------ Supplied records ------
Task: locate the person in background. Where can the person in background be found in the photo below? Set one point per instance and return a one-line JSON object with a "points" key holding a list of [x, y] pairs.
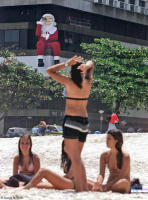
{"points": [[42, 127], [113, 121], [118, 163], [25, 164], [56, 181]]}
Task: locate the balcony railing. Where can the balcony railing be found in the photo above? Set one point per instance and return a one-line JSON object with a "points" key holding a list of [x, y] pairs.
{"points": [[124, 6]]}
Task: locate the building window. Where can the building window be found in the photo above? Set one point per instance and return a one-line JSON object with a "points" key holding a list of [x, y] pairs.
{"points": [[132, 2], [2, 35], [12, 39], [141, 3]]}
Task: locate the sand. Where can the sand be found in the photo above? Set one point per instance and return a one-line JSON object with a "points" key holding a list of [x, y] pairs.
{"points": [[49, 150]]}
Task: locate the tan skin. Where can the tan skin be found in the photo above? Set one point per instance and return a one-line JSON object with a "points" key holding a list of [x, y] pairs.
{"points": [[73, 147], [119, 180], [55, 181], [25, 147]]}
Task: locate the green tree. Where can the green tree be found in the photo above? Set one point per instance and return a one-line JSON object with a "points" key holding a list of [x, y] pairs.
{"points": [[23, 88], [120, 75]]}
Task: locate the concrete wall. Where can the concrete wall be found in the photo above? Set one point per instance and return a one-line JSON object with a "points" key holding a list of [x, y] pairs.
{"points": [[87, 6]]}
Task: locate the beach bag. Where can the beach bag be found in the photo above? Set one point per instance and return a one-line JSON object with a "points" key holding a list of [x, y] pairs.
{"points": [[15, 179]]}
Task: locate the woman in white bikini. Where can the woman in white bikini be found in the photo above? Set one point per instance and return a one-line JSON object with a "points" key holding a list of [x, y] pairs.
{"points": [[118, 163], [25, 164]]}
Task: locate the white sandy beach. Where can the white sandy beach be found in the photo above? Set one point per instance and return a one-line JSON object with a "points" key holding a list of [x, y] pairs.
{"points": [[49, 150]]}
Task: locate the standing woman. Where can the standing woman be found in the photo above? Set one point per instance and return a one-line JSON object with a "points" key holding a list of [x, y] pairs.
{"points": [[75, 125], [118, 163]]}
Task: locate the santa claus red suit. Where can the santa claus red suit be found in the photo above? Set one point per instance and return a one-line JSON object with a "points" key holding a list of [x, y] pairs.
{"points": [[48, 38]]}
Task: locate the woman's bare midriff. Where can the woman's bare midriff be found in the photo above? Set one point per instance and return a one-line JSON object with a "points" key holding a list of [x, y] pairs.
{"points": [[76, 108]]}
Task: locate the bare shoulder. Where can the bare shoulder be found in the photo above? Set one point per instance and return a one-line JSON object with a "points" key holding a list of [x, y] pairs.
{"points": [[126, 155], [36, 157], [16, 157], [105, 155]]}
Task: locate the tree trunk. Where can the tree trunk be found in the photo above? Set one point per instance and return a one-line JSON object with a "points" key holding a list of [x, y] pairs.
{"points": [[2, 115]]}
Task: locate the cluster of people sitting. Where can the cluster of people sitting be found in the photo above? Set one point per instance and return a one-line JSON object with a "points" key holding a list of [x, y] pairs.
{"points": [[26, 168]]}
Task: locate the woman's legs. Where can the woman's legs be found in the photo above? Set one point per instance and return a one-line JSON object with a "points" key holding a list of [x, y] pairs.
{"points": [[58, 182], [122, 186], [73, 148]]}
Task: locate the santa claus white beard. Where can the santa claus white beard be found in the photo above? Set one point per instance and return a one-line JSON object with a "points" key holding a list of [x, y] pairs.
{"points": [[47, 28]]}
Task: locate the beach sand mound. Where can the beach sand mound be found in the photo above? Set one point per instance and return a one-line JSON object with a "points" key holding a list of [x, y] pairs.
{"points": [[49, 150]]}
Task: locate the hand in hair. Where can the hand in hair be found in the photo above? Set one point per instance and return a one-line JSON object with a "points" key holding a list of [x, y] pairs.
{"points": [[74, 60]]}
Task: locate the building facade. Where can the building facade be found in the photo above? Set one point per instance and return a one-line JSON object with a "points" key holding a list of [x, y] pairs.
{"points": [[78, 21]]}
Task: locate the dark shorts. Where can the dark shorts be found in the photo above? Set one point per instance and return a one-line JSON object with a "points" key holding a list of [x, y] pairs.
{"points": [[75, 127]]}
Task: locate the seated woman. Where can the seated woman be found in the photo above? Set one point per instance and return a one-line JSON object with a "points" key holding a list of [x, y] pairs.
{"points": [[56, 181], [25, 164], [118, 163]]}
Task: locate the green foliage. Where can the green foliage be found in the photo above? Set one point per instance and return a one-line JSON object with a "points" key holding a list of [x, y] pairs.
{"points": [[21, 87], [120, 75]]}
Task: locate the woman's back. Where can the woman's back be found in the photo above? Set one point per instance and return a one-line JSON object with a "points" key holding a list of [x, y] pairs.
{"points": [[77, 98]]}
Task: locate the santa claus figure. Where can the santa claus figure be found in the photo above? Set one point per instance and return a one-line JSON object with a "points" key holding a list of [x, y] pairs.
{"points": [[48, 38]]}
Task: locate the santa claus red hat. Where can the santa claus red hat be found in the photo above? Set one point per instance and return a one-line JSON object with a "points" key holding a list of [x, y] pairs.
{"points": [[50, 15]]}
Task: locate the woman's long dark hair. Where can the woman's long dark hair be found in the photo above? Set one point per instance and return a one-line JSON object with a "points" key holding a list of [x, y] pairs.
{"points": [[30, 150], [65, 160], [117, 135], [76, 75]]}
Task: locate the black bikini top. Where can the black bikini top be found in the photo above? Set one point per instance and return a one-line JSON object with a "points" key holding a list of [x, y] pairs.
{"points": [[79, 99]]}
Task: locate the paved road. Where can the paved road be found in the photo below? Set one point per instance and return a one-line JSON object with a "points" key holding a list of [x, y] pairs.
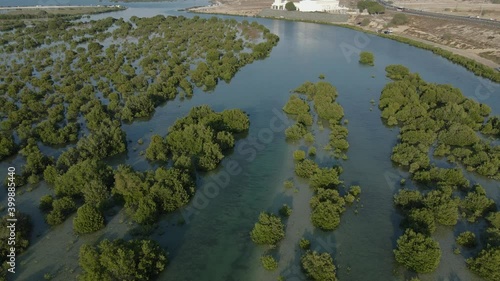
{"points": [[442, 16]]}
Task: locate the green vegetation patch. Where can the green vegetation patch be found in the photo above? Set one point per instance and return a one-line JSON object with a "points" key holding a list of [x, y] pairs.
{"points": [[122, 260]]}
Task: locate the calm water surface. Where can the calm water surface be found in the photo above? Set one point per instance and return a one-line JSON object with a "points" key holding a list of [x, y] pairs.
{"points": [[214, 244]]}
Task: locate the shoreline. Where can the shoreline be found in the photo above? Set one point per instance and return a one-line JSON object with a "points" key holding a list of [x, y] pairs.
{"points": [[480, 66]]}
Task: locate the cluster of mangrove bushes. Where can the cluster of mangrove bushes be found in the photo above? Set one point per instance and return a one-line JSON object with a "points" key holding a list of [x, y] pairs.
{"points": [[327, 204], [201, 137], [71, 85], [323, 95], [438, 120], [122, 260]]}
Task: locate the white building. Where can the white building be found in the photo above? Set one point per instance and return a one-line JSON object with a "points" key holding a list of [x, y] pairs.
{"points": [[278, 5], [312, 6]]}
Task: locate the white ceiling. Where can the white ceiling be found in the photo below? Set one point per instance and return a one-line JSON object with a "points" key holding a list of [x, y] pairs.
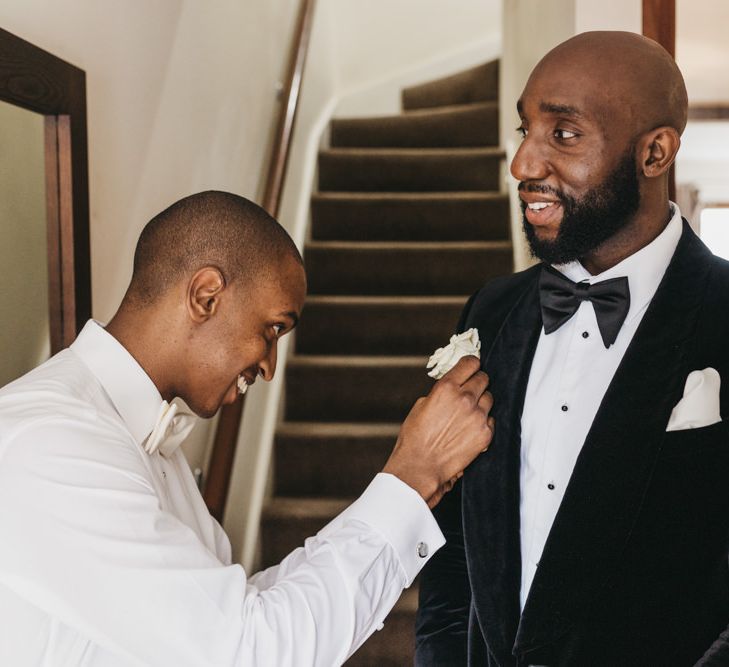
{"points": [[702, 48]]}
------
Omit pictures; set down the rest of the material word for word.

__Exercise solution__.
Task: locate the person in background. Where can the person in background be found in the photo below? Set one point per instance and return a one-line JSON object with a "points" key holding a list of [x, y] pairs.
{"points": [[42, 127], [113, 121], [118, 163], [25, 164], [56, 181]]}
Task: locate the balcony railing. Where can the balcony railing be found in the photo above? Set one point per instance and return a one-line JSON object with a "points" key holding a list of [x, y] pairs.
{"points": [[124, 6]]}
Task: locate the building window. Where can the building window be found in the photo above? Set one point per instance and return a one-line JSON object with a "points" key holding a list of [x, y] pairs.
{"points": [[132, 2], [2, 35], [12, 39], [141, 3]]}
Task: locate the sand. Where can the sand be found in the photo above? Set one point per instance and return a one-line JSON object with a "points" key holding a list of [x, y] pairs.
{"points": [[49, 150]]}
Task: locate the tan skin. Where can the tan skin be found in the photo above? Set one point per instance and return a one-line JSON object with a "points" key holding a list of [x, y] pairs.
{"points": [[73, 147], [119, 180], [55, 181], [25, 147]]}
Task: locate the green tree. Where can the green tree be found in the photo above? Set one point per instance and return a one-line JSON object with a "points" key holding a list of [x, y] pairs.
{"points": [[23, 88], [120, 75]]}
Task: locate the concrete wall. Where can the concrete wall be found in the photo above? Set one point per instance and return a one-line JSON object with a "points" key holding a list of [x, y] pairs.
{"points": [[87, 6]]}
Task: locate the beach bag. Where can the beach bag be found in the photo above? Set one point per instance and return a one-line JSON object with a "points" key holding a list of [x, y] pairs.
{"points": [[15, 179]]}
Task: locate the woman in white bikini. Where can the woman in white bikini be found in the photo above? Set one point per instance and return a one-line JSON object with a "points" key holding a list of [x, y] pairs.
{"points": [[118, 163], [25, 164]]}
Task: locate the white sandy beach. Where can the white sandy beach be found in the photo above? Set one point per instance and return a one-line JSON object with a "points" key holding a list of [x, y] pairs.
{"points": [[49, 150]]}
Task: locate the standing woman. Where can the standing woman be found in the photo above? Set one point per instance and return a one-line JSON object with a "points" key holding a list of [x, y] pairs.
{"points": [[75, 125], [118, 163]]}
Task: locate the santa claus red suit. Where can the santa claus red suit be found in the photo above? Set one point per instance and return a one-line JSON object with a "points" key holding a list of [x, y] pairs.
{"points": [[48, 38]]}
Task: locate the woman's bare midriff. Where can the woman's bare midriff be found in the photo above? Set one point per instance and return a one-line JSON object with a "points" key holding a list of [x, y] pairs.
{"points": [[76, 108]]}
Task: locate the bare shoulder. Where can the bare shoulder be found in the photo above? Set one point per instance and return a one-line JSON object with a "points" key holding a list of [x, y] pairs.
{"points": [[126, 155], [36, 157], [16, 157], [105, 155]]}
Task: locate the tree trunk. Where can the tree trunk be found in the photo above? Set one point per instance and return a one-line JSON object with a "points" key holding a list of [x, y] pairs.
{"points": [[2, 115]]}
Task: locate the cluster of people sitting. Where can the cluster of people sitting be found in the photo above? Set one point per instance and return a one-line JSON object with a "points" key holding a list of [x, y] pairs.
{"points": [[26, 168]]}
Task: locate the woman's legs. Where can the woman's legs be found in the photo above? Set one point per instance and return a one-line JSON object with a "points" key holding a list of [x, y] pairs.
{"points": [[58, 182], [122, 186], [73, 148]]}
Task: locate the santa claus white beard. Where can the santa claus white beard be found in the photo above? Set one point per instance and return a one-line JSON object with a "points" key holding a list of [x, y] pairs.
{"points": [[47, 28]]}
Task: locate the beach sand mound. Where can the beach sand mound be found in the photo above? Set one point per instance and return a one-line JSON object with a "points" key holding a list of [x, y] pairs.
{"points": [[49, 150]]}
Task: locate the hand in hair. Where can the hand in hair be found in the photo above? Set one point per instance and return a one-line JSON object with a "points" key holding a list of [x, y] pairs.
{"points": [[74, 60]]}
Task: locate the building facade. Where can the building facade be found in the photo above? Set one point per instance and return a one-line JSON object with a "points" key holding a list of [x, y] pairs.
{"points": [[78, 21]]}
Task: locate the dark shorts. Where can the dark shorts be found in the photo above? Set one point per instance and return a one-line JSON object with a "points" key holding a list of [x, y] pairs.
{"points": [[75, 127]]}
Task: locate the seated woman. Where can the seated woman be found in the photo above? Set one point per instance and return a one-line JSON object with a "points" key holding a list of [x, y] pairs.
{"points": [[56, 181], [25, 164], [118, 163]]}
Task: locate the green foliage. Where can the green foliage be found in the photo above? Set one point per instance and return a one-line JSON object with a "points" key holding a list of [x, y] pairs.
{"points": [[21, 87], [120, 75]]}
Task: locate the woman's back. Where can the woman's back be found in the photo above? Set one point per instance and return a one-line JSON object with a "points" key holding a list of [x, y] pairs.
{"points": [[77, 98]]}
Task: locate the santa claus figure. Where can the santa claus figure be found in the photo above? Set one point per instance and return a one-line JSON object with a "points" key holding a list of [x, y] pairs.
{"points": [[48, 38]]}
Task: locate the santa claus red hat. Where can the santa claus red hat be found in the photo above? Set one point per instance and return a one-line JSON object with a "points" key holding a list of [x, y] pairs.
{"points": [[50, 15]]}
Task: locate the woman's long dark hair. Where can the woman's long dark hair be found in the photo above? Set one point per instance and return a one-line JSON object with a "points" key holding a list of [x, y] pairs.
{"points": [[30, 150], [65, 160], [117, 135], [76, 75]]}
Task: locate the black bikini top. Where can the black bikini top be found in the photo above? Set one point per instance and return a one-line JSON object with a "points" key holding a list of [x, y] pairs.
{"points": [[79, 99]]}
Task: locate the paved road. Where can the paved road be found in the photo below? Set one point per instance and return a one-line JSON object with a "points" key holding a list of [x, y] pairs.
{"points": [[442, 16]]}
Task: locate the green vegetation patch. Where can the green vegetation patch be found in the photo above? Set one point per instance and return a one-line JSON object with a "points" key holding a list of [x, y] pairs.
{"points": [[122, 260]]}
Task: locate the calm water surface. Where can the calm water surface be found in the photo above? Set one point per instance and return a one-line JSON object with a "points" key holding a list of [x, y] pairs.
{"points": [[214, 244]]}
Task: locate the shoreline. Where can the shoreline be found in the photo above? Set one point per instance and return a one-line JSON object with a "points" key holding a list of [x, y] pairs.
{"points": [[480, 66]]}
Task: locate the cluster of mangrove bushes. Where can the cluster of mangrove bushes be found in the photo above? Set one point per instance and return a one-line JSON object with a "points" key holding a list of [x, y] pairs.
{"points": [[327, 204], [201, 137], [71, 85], [323, 95], [438, 120], [122, 260]]}
Task: locate the white building. Where can the white building be found in the photo above? Set one point per instance and return a one-line JSON object with a "points" key holding a list of [x, y] pairs.
{"points": [[278, 5], [312, 6]]}
Task: locate the white ceiling. Where can the white ceiling be found in the photo below? Set one point per instance and return a one-line JSON object with a "points" key holding a list of [x, y] pairs.
{"points": [[702, 48]]}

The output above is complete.